TASK BRIEF:
The response should be a faithful copy of every record, with nothing left out.

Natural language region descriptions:
##########

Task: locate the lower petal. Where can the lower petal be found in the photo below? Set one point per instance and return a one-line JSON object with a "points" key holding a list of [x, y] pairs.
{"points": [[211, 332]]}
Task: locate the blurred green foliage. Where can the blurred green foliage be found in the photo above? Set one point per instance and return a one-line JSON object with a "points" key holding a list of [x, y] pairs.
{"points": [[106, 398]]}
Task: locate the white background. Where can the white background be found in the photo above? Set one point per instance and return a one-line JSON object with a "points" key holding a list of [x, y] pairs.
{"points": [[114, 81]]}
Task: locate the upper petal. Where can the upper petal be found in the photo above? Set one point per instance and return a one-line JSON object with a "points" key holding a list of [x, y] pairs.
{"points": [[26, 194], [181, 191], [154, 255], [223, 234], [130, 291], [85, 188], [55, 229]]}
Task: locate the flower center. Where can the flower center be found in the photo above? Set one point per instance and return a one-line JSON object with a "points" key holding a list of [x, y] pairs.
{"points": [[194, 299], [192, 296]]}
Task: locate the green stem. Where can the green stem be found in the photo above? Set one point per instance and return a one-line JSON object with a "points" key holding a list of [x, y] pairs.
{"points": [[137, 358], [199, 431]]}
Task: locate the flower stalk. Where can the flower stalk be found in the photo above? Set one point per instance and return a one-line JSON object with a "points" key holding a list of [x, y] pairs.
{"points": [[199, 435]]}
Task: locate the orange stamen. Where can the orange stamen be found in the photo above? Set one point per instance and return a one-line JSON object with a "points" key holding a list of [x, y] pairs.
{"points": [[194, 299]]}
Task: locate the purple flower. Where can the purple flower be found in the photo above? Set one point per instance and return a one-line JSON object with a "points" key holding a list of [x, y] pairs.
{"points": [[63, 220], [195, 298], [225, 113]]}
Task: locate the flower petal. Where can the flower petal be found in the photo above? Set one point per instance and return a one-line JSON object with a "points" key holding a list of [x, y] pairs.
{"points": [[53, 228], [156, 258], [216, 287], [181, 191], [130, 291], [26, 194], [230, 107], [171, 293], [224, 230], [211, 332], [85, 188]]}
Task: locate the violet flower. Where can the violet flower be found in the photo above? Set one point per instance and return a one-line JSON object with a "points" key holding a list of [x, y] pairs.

##########

RESULT:
Task: locate the lower petal. Where can the lower petal be found in the photo below? Set one point per instance and return a one-line JSON object with a "points" key holding a list of [x, y] pairs.
{"points": [[211, 332]]}
Task: locate the blurred green foliage. Where can the blurred green foliage be found in the photo above? Set one point per instance and return a one-line JSON object with a "points" key holding a list of [x, y] pairs.
{"points": [[106, 398]]}
Task: locate the white background. Where can the white background be found in the photo above? Set one point per instance and return a one-line JSON object with a "points" key holding a list of [x, y] pairs.
{"points": [[114, 81]]}
Task: locate the upper petal. Where can the upper petal be found in the photo above? Set one point per instance and return a one-line JSON object with a "points" key holding a list of [x, y] pairs.
{"points": [[26, 194], [181, 191], [154, 255], [223, 234], [130, 291], [85, 188], [55, 229]]}
Task: locate the flower center. Where can the flower center be found in the photo above? Set one point per instance and return a one-line JSON object with a "points" key holding a list of [x, y] pairs.
{"points": [[194, 299], [192, 296]]}
Task: locate the green stem. Where can the green stem be found in the photo above? Set one point per instance and return a one-line JSON object with a "points" key holding a list of [x, y] pairs.
{"points": [[137, 358], [199, 431]]}
Task: locate the flower stalk. Where can the flower stalk be found in the photo above? Set one point per instance and return a one-line JSON object with a "points" key holding a list of [x, y] pairs.
{"points": [[199, 435]]}
Task: locate the orange stamen. Where can the orange stamen be found in the photo above? Set one point per instance and return a one-line JSON object with a "points" key holding a list of [x, y] pairs.
{"points": [[194, 299]]}
Task: locate the purple flower. Where can the purple flower be found in the photo above? Set one point per instance and return a one-line JSON object with a "points" key holding a list of [x, y] pairs.
{"points": [[63, 220], [195, 298], [225, 113]]}
Task: locate the flower petal. Where can the flower petal be found in the photo above? Set one point per instance and return a one-line JSON object with a "points" key holding a list of [x, y] pairs.
{"points": [[53, 228], [156, 258], [216, 287], [181, 191], [130, 291], [26, 194], [230, 107], [171, 293], [224, 230], [211, 332], [85, 188]]}
Task: locate the violet flower. Where can the violet flower be found in the photo above? Set one point per instance and return a one-line JSON object with a "points" key holding a list of [x, y] pairs.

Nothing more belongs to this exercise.